Produce a word-for-word copy of the data that follows, excluding images.

Data entries
__________________________________________________
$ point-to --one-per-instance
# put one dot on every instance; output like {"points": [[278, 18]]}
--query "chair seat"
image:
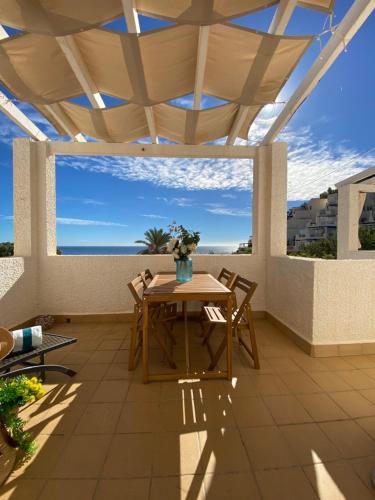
{"points": [[214, 314]]}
__________________________________________________
**RESPONSE AREA**
$ point-to --one-per-instance
# put one dot on every instance; output like {"points": [[278, 18]]}
--query "chair seat"
image:
{"points": [[214, 314]]}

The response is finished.